### [Task set]
(1) According to the passage about the US-Mexican border, how many people were murdered in Mexico in 2009?
(2) From the passage about the US-Mexican border, repeat the part from "The four US" to "smuggling. No longer.", inclusive.
(3) Continue the passage about the US-Mexican border from its last sentence.

### [Document extract]
----

Ciudad Juárez, Mexico’s second largest border city, is clogged with rubbish, fouled with car exhaust and, increasingly, flooded with narcotics.
Ciudad Juárez, Mexico’s second largest border city, is clogged with rubbish, fouled with car exhaust and, increasingly, flooded with narcotics. Mexican drug cartels are now so deeply ingrained in the city’s political and social fabric that not a single bar or shop remains ‘un-narcotised’. Mexico in the 21st century, according to Ed Vulliamy, is a nation shadowed by gangland enterprise and the rat-tat-tat of Kalashnikovs. To live on the US-Mexican border, how ever, calls for special qualities of endurance.
The four US states bordering Mexico — Texas, New Mexico, Arizona and California — have long nurtured a bandit identity founded on firearms and the right to self-defence. Many an American outlaw (John Wesley Harding, Billy the Kid) has escaped to Mexico’s cacti- prickly frontera. In Vulliamy’s formulation, this 2,100 mile-long stretch of frontier territory is ‘Amexica’. It used to be dominated by gentleman outlaws in stetsons involved in loan-sharking and smuggling. No longer.
Amexica, a work of vivid social reportage, charts the rise of a new-look Mexican drug baron, who pursues power and money for their own sake. Poverty and the decay of civic values have allowed the narco cartels to flourish. Some 90 per cent of the cocaine currently enjoyed by Americans is thought to come across the border. Run by computer-literate entrepreneurs, the frontier cartels have spread their tentacles as far afield as oil-rich Huston; in their savagery, they kill reporters, women, magistrates and police — anyone who dares to obstruct their business. The total of those murdered in Mexico in 2009 alone reached 7,724. Frighteningly, the violence seems to be devoid of any ideology or purpose.

----

### [Available data]
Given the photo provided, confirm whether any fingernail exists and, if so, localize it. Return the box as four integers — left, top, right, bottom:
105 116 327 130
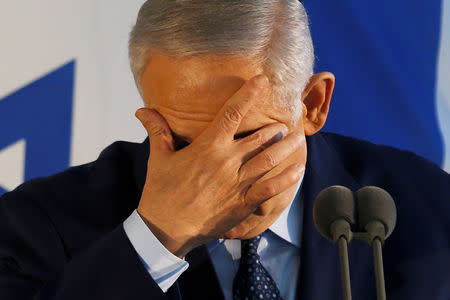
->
134 108 144 120
295 163 305 173
255 75 269 88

----

### [Outputs by task]
(1) 7,724

(2)
The four US states bordering Mexico — Texas, New Mexico, Arizona and California — have long nurtured a bandit identity founded on firearms and the right to self-defence. Many an American outlaw (John Wesley Harding, Billy the Kid) has escaped to Mexico’s cacti- prickly frontera. In Vulliamy’s formulation, this 2,100 mile-long stretch of frontier territory is ‘Amexica’. It used to be dominated by gentleman outlaws in stetsons involved in loan-sharking and smuggling. No longer.

(3)
After 2006, when President Felipe Calderón declared war on his country’s narcotic trade, the violence became ever more grotesque. Bodies were no longer quietly dumped in the desert; they were displayed for all to see and in some cases decapitated or flayed. Often, the levels of violence defied comprehension. Ciudad Juárez became infamous for a series of unsolved sex crimes. Bodies of hundreds of women were found dumped in the municipal rubbish tips and industrial parks on the city’s outskirts. The slaughter gave a new word to the Spanish spoken in Juárez: feminicidio — femicide. Conceivably the transborder killings were the work of rival drug cartels or renegade policemen mixed up in the cartels. Either way, it seemed to be symptomatic of a nation which has long lost its moral bearings.
Throughout, Vulliamy dilates knowledgeably on pre-Hispanic customs and superstitions in Mexico. Known derisively as los indios, the country’s rural dispossessed worship the dark-skinned Virgin of Guadalupe (Mexico’s first indigenous saint), as well as a black-hooded reaper figure known as Her Most Holy Death. These saints are a hybrid of Catholic and Meso- american Inwdian belief, and accord well with the narco-trafficker’s cult of death. Wretchedly, the poor idolise the narco traficante as one of their own made good.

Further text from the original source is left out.